Turn the material, starting at the line that contains "Trace the outline of every instance of the harbour" and ending at the end of the material, into a numbered list with blank lines left out. Leave the pictures out of the answer.

Records provided:
%%

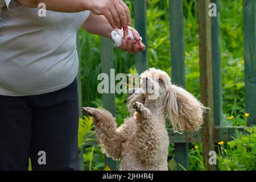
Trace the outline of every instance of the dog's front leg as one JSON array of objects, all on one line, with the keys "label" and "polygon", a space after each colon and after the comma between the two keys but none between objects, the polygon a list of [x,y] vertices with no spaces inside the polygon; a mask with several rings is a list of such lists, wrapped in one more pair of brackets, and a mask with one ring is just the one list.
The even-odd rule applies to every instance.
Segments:
[{"label": "dog's front leg", "polygon": [[134,114],[136,122],[134,140],[137,143],[137,156],[146,167],[152,166],[155,162],[160,142],[155,130],[152,114],[140,102],[135,102],[133,107],[136,111]]},{"label": "dog's front leg", "polygon": [[117,130],[117,123],[112,114],[106,110],[92,107],[83,107],[82,111],[93,117],[96,138],[102,152],[114,160],[120,159],[123,139]]}]

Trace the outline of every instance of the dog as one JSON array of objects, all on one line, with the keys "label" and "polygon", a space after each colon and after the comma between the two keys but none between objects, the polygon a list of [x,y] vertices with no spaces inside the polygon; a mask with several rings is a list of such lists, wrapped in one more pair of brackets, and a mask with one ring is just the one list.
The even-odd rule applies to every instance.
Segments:
[{"label": "dog", "polygon": [[207,109],[192,94],[172,84],[166,72],[155,68],[141,75],[141,88],[128,98],[130,117],[118,128],[104,109],[82,107],[93,118],[102,152],[120,160],[123,171],[166,171],[169,138],[166,118],[175,132],[196,131]]}]

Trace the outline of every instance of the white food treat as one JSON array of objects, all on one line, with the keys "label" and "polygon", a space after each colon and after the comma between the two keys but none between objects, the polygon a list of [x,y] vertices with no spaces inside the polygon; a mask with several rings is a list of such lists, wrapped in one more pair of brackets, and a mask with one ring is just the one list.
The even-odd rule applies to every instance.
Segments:
[{"label": "white food treat", "polygon": [[[111,36],[117,47],[120,47],[122,46],[122,38],[123,36],[123,30],[122,29],[118,29],[117,31],[116,31],[115,30],[113,30],[111,32]],[[134,40],[134,36],[133,34],[133,32],[130,30],[129,31],[128,35],[125,38],[126,39],[126,40],[127,39],[128,39],[128,38],[129,37],[131,38],[131,40]],[[142,38],[141,37],[141,40],[142,40]]]}]

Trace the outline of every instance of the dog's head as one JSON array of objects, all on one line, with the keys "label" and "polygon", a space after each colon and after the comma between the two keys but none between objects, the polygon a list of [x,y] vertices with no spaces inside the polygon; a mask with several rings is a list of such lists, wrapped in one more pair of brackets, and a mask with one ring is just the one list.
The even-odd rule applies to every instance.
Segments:
[{"label": "dog's head", "polygon": [[141,75],[141,88],[129,98],[129,109],[135,102],[144,104],[147,100],[163,106],[155,109],[164,110],[175,131],[195,131],[203,123],[203,114],[207,108],[190,93],[172,84],[168,74],[160,69],[151,68]]}]

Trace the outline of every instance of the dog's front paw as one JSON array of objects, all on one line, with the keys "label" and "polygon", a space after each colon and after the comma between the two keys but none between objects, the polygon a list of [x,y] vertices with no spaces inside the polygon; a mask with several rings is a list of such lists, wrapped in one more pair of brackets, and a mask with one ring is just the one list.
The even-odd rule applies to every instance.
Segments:
[{"label": "dog's front paw", "polygon": [[144,108],[144,105],[139,102],[135,102],[133,104],[133,108],[138,113],[141,114],[143,109]]}]

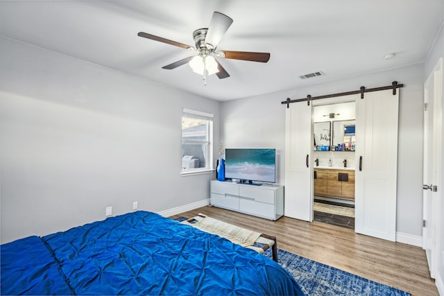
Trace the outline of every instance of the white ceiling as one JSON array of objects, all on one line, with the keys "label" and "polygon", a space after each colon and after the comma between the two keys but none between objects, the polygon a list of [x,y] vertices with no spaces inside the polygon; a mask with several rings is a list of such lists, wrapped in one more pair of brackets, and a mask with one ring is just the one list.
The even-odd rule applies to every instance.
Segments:
[{"label": "white ceiling", "polygon": [[[9,1],[0,35],[219,101],[296,88],[425,62],[443,0]],[[195,54],[140,31],[194,46],[213,12],[234,19],[219,51],[269,52],[268,63],[218,58],[230,77],[203,85]],[[384,56],[396,54],[392,60]],[[325,76],[301,80],[321,71]]]}]

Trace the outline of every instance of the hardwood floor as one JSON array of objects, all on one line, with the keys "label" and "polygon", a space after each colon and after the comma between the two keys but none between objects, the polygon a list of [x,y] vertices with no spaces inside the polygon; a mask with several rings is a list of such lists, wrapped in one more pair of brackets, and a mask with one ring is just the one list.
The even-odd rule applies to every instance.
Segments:
[{"label": "hardwood floor", "polygon": [[438,295],[429,275],[424,250],[418,247],[357,234],[352,229],[288,217],[271,221],[214,207],[171,218],[202,213],[278,238],[278,247],[410,293]]}]

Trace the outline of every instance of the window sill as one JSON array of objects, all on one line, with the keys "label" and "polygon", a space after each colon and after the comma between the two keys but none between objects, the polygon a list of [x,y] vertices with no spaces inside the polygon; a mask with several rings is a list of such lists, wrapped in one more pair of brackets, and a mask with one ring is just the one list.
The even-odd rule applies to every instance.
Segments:
[{"label": "window sill", "polygon": [[201,171],[187,171],[187,172],[182,172],[180,173],[180,175],[182,175],[182,177],[187,177],[187,176],[192,176],[194,175],[203,175],[203,174],[211,174],[212,173],[214,172],[214,168],[210,168],[210,169],[207,169],[207,170],[201,170]]}]

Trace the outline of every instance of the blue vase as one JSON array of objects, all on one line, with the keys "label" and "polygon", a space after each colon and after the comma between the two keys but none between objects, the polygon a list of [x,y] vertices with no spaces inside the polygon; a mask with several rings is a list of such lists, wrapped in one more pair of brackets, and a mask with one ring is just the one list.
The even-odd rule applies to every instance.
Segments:
[{"label": "blue vase", "polygon": [[225,159],[219,158],[219,165],[217,167],[217,180],[225,181]]}]

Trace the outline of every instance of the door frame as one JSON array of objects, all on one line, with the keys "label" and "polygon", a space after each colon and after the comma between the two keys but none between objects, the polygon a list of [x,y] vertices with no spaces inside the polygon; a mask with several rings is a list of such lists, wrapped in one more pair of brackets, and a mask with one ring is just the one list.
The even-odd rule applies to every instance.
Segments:
[{"label": "door frame", "polygon": [[[422,194],[422,248],[425,250],[430,276],[436,286],[444,287],[444,227],[442,190],[443,58],[441,58],[424,83],[424,164],[423,184],[437,186]],[[432,108],[432,109],[431,109]],[[428,111],[428,112],[427,112]],[[430,118],[432,116],[432,118]],[[429,130],[432,125],[432,131]],[[430,147],[432,146],[432,147]],[[429,167],[432,164],[432,167]],[[440,266],[439,264],[441,264]],[[440,271],[441,270],[441,271]]]}]

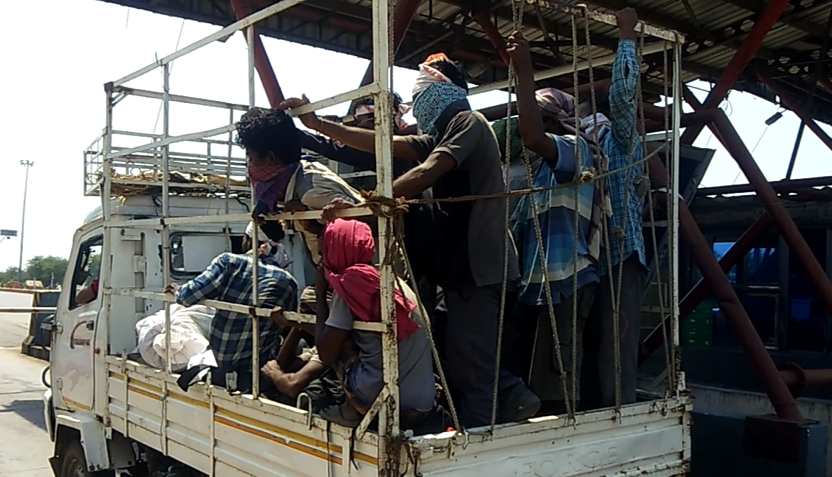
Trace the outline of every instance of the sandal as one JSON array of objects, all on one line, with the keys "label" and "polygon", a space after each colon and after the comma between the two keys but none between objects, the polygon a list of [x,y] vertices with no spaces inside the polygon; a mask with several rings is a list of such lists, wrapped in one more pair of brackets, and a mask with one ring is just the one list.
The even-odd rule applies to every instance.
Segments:
[{"label": "sandal", "polygon": [[334,422],[335,424],[343,425],[344,427],[349,427],[350,429],[354,429],[361,424],[361,420],[364,416],[359,417],[357,420],[350,420],[344,416],[344,413],[341,410],[341,405],[349,405],[344,403],[344,405],[330,405],[328,408],[322,409],[320,410],[320,416],[329,422]]}]

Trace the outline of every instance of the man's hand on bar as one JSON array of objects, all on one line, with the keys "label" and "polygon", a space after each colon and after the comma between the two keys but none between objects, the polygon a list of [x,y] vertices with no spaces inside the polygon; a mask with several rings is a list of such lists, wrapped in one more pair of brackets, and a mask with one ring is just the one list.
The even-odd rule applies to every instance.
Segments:
[{"label": "man's hand on bar", "polygon": [[[301,106],[306,106],[310,103],[310,100],[306,97],[306,95],[301,95],[300,97],[290,97],[284,100],[283,102],[278,105],[277,109],[285,111],[287,109],[294,109],[295,107],[300,107]],[[314,131],[320,131],[320,118],[318,115],[312,112],[307,112],[306,114],[302,114],[298,117],[300,119],[300,122],[304,123],[304,126],[309,127],[310,129],[314,129]]]}]

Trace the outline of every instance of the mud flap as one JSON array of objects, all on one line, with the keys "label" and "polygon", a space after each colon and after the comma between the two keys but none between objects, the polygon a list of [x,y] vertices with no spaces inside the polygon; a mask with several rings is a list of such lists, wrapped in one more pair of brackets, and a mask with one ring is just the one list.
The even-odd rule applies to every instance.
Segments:
[{"label": "mud flap", "polygon": [[53,455],[49,458],[49,466],[52,468],[52,475],[61,477],[61,456]]}]

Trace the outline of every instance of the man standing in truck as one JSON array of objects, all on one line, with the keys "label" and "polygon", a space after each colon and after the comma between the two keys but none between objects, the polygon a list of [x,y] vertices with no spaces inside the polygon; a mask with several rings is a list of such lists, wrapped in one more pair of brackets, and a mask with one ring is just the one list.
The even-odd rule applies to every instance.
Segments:
[{"label": "man standing in truck", "polygon": [[[283,227],[279,222],[267,221],[261,229],[266,237],[280,238]],[[216,300],[255,306],[252,275],[254,256],[223,253],[199,276],[182,285],[171,285],[166,292],[176,295],[176,303],[191,306],[204,300]],[[263,308],[281,308],[294,311],[298,306],[298,284],[288,271],[257,257],[257,296]],[[265,365],[277,355],[279,327],[268,318],[260,319],[260,363]],[[213,380],[231,390],[250,390],[254,360],[254,325],[246,312],[217,310],[211,320],[208,337],[216,359],[217,371]]]},{"label": "man standing in truck", "polygon": [[[497,138],[486,118],[468,104],[465,73],[443,53],[419,67],[414,86],[414,116],[422,135],[394,136],[394,155],[419,162],[394,182],[394,196],[412,198],[432,187],[437,199],[504,191]],[[282,107],[305,104],[286,100]],[[304,124],[330,138],[366,152],[374,150],[372,131],[349,127],[310,113]],[[448,308],[446,346],[450,385],[466,427],[491,421],[503,257],[508,279],[518,276],[513,243],[506,244],[504,198],[442,202],[434,215],[438,276]],[[499,257],[499,258],[498,258]],[[499,420],[522,420],[540,407],[519,378],[498,377]]]},{"label": "man standing in truck", "polygon": [[[361,195],[329,167],[303,156],[300,133],[295,121],[283,111],[255,107],[236,123],[237,144],[248,156],[249,180],[255,189],[258,221],[261,216],[277,211],[322,211],[331,202],[357,205]],[[322,221],[298,221],[312,261],[320,263],[319,236]]]},{"label": "man standing in truck", "polygon": [[[557,415],[567,412],[567,400],[580,400],[582,336],[598,281],[596,265],[601,246],[601,196],[595,181],[563,186],[579,183],[581,174],[596,166],[589,143],[581,135],[575,98],[555,88],[535,92],[528,42],[522,33],[515,32],[508,37],[506,51],[517,69],[522,144],[542,159],[532,173],[530,186],[544,189],[533,196],[523,196],[515,211],[513,231],[522,266],[513,317],[518,324],[527,316],[537,321],[532,339],[529,385],[543,401],[543,413]],[[532,206],[532,201],[537,207]],[[541,229],[542,253],[538,252],[537,225]],[[553,340],[552,317],[547,306],[549,294],[557,343]],[[559,357],[557,349],[561,350]],[[565,382],[562,376],[566,377]]]},{"label": "man standing in truck", "polygon": [[[407,127],[403,115],[408,109],[403,104],[398,93],[393,98],[393,132],[399,134]],[[352,109],[355,126],[363,129],[373,129],[375,120],[375,107],[372,99],[357,102]],[[310,151],[338,162],[352,166],[357,171],[375,171],[375,153],[359,151],[334,141],[329,137],[300,131],[300,144]],[[409,159],[394,157],[393,176],[399,177],[418,165]],[[364,185],[375,187],[374,177],[369,177]],[[430,199],[430,189],[423,191],[417,198]],[[436,306],[436,237],[433,234],[433,207],[427,204],[411,206],[404,219],[404,249],[410,257],[416,283],[418,284],[419,296],[425,308],[430,313]]]},{"label": "man standing in truck", "polygon": [[[644,145],[636,129],[636,88],[640,65],[636,51],[636,24],[638,17],[632,8],[617,14],[618,50],[612,63],[609,93],[597,94],[597,109],[592,112],[589,95],[578,107],[590,137],[597,137],[598,148],[609,158],[607,185],[612,206],[612,216],[607,221],[610,246],[602,254],[598,272],[602,276],[595,293],[595,302],[585,330],[585,400],[590,408],[608,407],[616,403],[616,375],[621,375],[622,404],[636,402],[638,375],[639,332],[641,297],[646,280],[641,213],[646,186]],[[610,269],[613,286],[611,291]],[[621,280],[619,281],[619,276]],[[612,301],[620,296],[620,303]],[[613,333],[617,319],[619,335]],[[621,346],[621,367],[617,369],[615,340]]]}]

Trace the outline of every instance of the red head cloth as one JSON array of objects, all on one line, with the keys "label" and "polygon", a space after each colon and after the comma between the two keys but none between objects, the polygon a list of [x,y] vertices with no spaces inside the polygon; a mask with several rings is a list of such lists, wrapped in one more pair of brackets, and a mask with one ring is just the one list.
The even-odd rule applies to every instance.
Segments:
[{"label": "red head cloth", "polygon": [[[370,265],[375,241],[369,226],[335,219],[324,231],[323,262],[326,280],[349,310],[364,321],[381,321],[381,276]],[[399,340],[418,329],[410,318],[415,304],[395,291],[396,329]]]}]

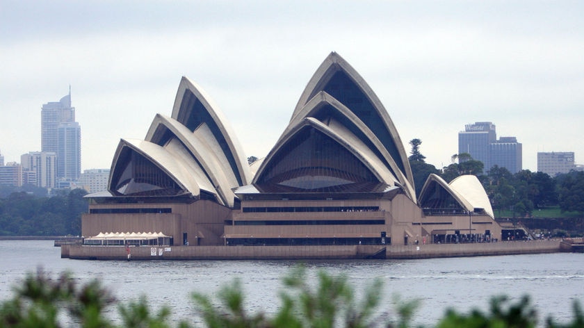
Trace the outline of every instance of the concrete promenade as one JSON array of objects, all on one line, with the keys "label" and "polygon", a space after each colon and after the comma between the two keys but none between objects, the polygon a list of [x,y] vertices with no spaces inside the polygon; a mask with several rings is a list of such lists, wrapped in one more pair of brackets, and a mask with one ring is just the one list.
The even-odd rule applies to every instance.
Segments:
[{"label": "concrete promenade", "polygon": [[430,259],[560,252],[560,240],[479,244],[302,246],[83,246],[63,245],[61,257],[83,260]]}]

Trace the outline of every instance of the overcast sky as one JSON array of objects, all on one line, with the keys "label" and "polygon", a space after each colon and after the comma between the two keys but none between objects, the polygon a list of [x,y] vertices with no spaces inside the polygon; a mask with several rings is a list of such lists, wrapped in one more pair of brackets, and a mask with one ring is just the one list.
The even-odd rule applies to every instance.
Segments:
[{"label": "overcast sky", "polygon": [[69,92],[82,170],[170,116],[181,76],[266,156],[336,51],[368,82],[407,151],[440,168],[464,125],[489,121],[584,164],[584,1],[0,0],[0,153],[40,150],[40,109]]}]

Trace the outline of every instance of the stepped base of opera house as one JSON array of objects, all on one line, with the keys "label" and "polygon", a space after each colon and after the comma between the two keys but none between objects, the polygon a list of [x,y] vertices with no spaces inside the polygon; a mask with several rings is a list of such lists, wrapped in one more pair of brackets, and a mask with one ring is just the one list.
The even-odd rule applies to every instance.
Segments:
[{"label": "stepped base of opera house", "polygon": [[430,259],[560,252],[560,240],[476,244],[303,246],[83,246],[64,245],[61,257],[83,260],[307,260]]}]

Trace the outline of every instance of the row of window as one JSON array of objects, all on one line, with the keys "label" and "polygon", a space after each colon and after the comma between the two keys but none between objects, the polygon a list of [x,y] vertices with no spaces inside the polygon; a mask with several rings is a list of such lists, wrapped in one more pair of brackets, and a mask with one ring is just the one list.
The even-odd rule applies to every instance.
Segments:
[{"label": "row of window", "polygon": [[[227,222],[229,224],[229,222]],[[234,225],[367,225],[385,224],[384,220],[310,220],[234,221]]]},{"label": "row of window", "polygon": [[244,207],[243,213],[376,212],[379,206]]},{"label": "row of window", "polygon": [[389,245],[387,238],[227,238],[227,246],[275,246],[298,245]]},{"label": "row of window", "polygon": [[172,208],[92,208],[89,210],[91,214],[122,214],[122,213],[172,213]]}]

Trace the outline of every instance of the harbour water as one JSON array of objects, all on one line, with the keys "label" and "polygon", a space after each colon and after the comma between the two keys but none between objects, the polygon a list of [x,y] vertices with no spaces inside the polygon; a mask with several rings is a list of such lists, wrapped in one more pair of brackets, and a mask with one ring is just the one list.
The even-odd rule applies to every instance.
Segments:
[{"label": "harbour water", "polygon": [[[298,262],[291,261],[92,261],[60,259],[51,240],[0,240],[0,300],[26,272],[38,268],[55,274],[68,271],[80,282],[97,278],[121,301],[147,296],[156,308],[169,306],[175,319],[195,318],[190,295],[216,295],[238,279],[251,311],[273,312],[281,279]],[[319,270],[346,274],[356,290],[374,279],[383,281],[382,309],[390,313],[394,295],[419,299],[416,323],[430,326],[446,309],[468,312],[488,309],[494,295],[518,300],[530,296],[540,323],[551,315],[559,322],[572,317],[571,304],[584,305],[584,254],[555,253],[421,260],[305,261],[308,279]],[[111,310],[113,313],[115,309]],[[113,314],[115,316],[115,314]],[[389,315],[391,318],[392,315]]]}]

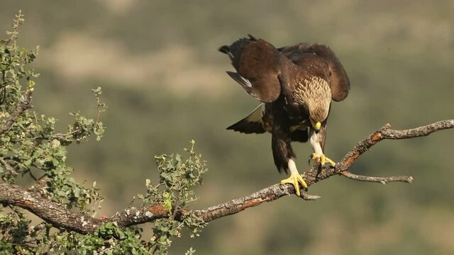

%%

Exercise response:
1. Trace the outline of every instance of the harbour water as one JSON array of objects, all on one line, with the keys "label" and "polygon", a space after each colon and after the comma between the two keys but none between objects, the polygon a list of [x,y] vertices with no spaces inside the polygon; a mask with several rings is a list of such lists, wrapped in one more pair of brackets, and a mask with one ring is just the one list.
2. The even-odd rule applies to every instance.
3. Segments:
4. [{"label": "harbour water", "polygon": [[[298,262],[291,261],[92,261],[60,259],[51,240],[0,240],[0,300],[26,272],[38,268],[55,274],[68,271],[80,282],[97,278],[121,301],[147,296],[156,308],[169,306],[175,319],[195,318],[190,295],[216,295],[238,279],[251,311],[273,312],[281,279]],[[319,270],[346,274],[356,290],[374,279],[383,281],[382,309],[390,313],[394,295],[419,299],[416,323],[430,326],[446,309],[468,312],[488,309],[494,295],[518,300],[530,296],[540,323],[551,315],[559,322],[572,317],[571,304],[584,305],[584,254],[555,253],[421,260],[305,261],[308,279]],[[111,310],[113,313],[115,309]],[[113,314],[115,316],[115,314]],[[389,315],[391,318],[392,315]]]}]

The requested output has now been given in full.